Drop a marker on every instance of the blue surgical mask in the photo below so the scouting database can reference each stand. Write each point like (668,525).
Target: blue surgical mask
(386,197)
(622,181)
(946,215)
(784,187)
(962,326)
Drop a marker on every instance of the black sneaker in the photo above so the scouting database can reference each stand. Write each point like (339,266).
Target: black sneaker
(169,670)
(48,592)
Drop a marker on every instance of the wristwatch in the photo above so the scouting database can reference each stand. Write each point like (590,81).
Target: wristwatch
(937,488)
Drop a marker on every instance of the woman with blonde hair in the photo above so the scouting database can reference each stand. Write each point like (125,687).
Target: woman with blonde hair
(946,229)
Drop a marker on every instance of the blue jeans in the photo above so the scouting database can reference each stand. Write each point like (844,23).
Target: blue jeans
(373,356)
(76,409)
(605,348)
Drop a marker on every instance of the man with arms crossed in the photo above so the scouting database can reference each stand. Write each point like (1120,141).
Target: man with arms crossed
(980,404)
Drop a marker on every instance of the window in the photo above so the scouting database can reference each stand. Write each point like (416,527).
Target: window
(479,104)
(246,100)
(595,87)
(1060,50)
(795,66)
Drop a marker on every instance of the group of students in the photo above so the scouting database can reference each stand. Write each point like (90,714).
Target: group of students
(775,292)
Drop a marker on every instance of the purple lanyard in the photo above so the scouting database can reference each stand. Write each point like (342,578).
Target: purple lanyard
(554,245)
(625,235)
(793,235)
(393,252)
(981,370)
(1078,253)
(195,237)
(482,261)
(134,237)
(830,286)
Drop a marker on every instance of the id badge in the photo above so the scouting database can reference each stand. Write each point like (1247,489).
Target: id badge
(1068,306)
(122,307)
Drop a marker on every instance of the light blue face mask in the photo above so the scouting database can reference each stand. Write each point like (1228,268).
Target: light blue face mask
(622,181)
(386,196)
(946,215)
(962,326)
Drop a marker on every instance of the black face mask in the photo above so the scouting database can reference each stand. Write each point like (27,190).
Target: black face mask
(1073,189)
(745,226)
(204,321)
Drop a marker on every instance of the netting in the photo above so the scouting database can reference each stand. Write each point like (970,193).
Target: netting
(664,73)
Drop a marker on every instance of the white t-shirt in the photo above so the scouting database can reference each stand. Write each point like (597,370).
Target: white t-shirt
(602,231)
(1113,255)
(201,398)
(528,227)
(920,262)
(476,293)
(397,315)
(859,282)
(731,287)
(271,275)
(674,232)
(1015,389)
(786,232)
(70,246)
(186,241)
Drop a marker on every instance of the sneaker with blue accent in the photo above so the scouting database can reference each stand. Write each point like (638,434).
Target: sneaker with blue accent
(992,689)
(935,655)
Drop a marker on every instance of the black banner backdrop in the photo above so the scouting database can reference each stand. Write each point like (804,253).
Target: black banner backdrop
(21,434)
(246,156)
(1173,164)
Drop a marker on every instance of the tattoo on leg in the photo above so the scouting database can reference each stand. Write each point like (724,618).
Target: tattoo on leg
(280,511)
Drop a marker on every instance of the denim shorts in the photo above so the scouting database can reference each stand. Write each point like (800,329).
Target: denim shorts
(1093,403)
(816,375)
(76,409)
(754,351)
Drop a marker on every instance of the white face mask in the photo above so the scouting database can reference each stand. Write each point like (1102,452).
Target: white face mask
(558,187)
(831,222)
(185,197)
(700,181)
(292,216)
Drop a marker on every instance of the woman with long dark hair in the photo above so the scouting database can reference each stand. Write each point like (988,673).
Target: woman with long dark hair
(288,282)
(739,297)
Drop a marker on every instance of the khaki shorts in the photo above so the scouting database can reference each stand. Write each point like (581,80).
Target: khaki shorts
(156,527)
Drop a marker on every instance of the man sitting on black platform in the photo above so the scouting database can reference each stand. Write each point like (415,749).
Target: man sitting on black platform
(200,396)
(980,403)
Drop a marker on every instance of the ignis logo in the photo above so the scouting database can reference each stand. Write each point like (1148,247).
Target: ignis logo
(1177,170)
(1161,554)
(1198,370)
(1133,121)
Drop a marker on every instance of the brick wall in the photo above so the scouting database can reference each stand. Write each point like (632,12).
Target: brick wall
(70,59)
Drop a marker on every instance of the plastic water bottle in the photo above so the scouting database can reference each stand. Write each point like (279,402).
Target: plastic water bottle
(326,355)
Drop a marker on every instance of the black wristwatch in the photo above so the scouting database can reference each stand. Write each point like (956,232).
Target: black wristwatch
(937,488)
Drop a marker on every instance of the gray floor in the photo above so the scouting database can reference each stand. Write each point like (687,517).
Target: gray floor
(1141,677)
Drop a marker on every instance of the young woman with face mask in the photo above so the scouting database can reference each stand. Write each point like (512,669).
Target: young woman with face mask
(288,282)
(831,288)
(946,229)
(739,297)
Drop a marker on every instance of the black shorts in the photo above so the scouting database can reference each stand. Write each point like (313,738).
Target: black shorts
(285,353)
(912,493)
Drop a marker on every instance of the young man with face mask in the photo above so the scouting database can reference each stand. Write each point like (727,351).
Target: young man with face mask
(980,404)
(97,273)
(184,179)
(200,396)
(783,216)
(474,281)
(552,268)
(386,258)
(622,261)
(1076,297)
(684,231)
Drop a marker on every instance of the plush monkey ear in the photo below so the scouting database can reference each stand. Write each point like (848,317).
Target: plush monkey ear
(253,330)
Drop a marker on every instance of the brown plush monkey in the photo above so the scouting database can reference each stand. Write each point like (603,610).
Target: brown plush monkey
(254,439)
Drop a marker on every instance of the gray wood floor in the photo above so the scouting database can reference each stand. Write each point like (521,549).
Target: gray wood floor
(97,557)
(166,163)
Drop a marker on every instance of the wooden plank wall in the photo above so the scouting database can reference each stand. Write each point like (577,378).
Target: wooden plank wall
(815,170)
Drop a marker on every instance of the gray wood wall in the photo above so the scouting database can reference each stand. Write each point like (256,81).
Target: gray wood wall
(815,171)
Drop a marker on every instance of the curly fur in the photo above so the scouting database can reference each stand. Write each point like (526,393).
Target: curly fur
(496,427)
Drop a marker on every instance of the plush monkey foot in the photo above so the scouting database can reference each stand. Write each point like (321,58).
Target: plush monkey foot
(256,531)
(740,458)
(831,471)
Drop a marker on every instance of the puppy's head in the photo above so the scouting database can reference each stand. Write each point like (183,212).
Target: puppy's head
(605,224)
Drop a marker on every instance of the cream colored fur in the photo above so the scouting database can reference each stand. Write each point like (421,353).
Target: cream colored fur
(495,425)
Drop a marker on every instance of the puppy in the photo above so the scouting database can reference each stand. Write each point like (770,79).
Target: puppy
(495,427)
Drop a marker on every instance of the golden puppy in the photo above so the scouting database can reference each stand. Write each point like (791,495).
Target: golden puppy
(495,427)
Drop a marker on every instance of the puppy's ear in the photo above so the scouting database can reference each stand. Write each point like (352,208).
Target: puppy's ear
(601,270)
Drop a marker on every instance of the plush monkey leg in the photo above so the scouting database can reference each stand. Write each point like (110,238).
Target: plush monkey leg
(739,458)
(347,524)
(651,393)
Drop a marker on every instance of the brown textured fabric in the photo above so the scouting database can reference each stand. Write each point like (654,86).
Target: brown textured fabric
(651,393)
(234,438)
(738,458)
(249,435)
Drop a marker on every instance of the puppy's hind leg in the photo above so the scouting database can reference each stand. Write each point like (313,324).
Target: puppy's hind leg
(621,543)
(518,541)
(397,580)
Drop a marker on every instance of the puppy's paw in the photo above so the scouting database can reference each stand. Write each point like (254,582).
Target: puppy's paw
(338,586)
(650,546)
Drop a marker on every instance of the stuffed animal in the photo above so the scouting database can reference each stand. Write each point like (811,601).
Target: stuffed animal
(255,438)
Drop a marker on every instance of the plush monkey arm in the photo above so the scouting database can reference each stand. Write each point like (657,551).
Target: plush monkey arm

————

WHAT TO DO
Repeat, character for character, the lines from the one that holds "Drop a marker on every instance of the puppy's hind" to the final line of the material, inclusive, and no other lines.

FINAL RESULT
Drop a marker on every instance of the puppy's hind leg in the photo above so the scouting database can reference each stand. Write each point like (313,324).
Target: puppy's hind leg
(621,543)
(518,541)
(397,580)
Drop a marker on every instance of the puppy's paw in the photo above so the scouting database can reference each stand. Write each point like (254,582).
Target: puppy's paw
(338,586)
(650,546)
Drop a marker on every instance of the stuffed animal in the photo above so the scouting database can reference each stand. Write each point like (811,601).
Target: stuffed animal
(255,438)
Drop a marker on every instance of the plush monkey arm in the photo above so the scouting database can reference each stand. Write each point like (657,551).
Target: plush monkey arm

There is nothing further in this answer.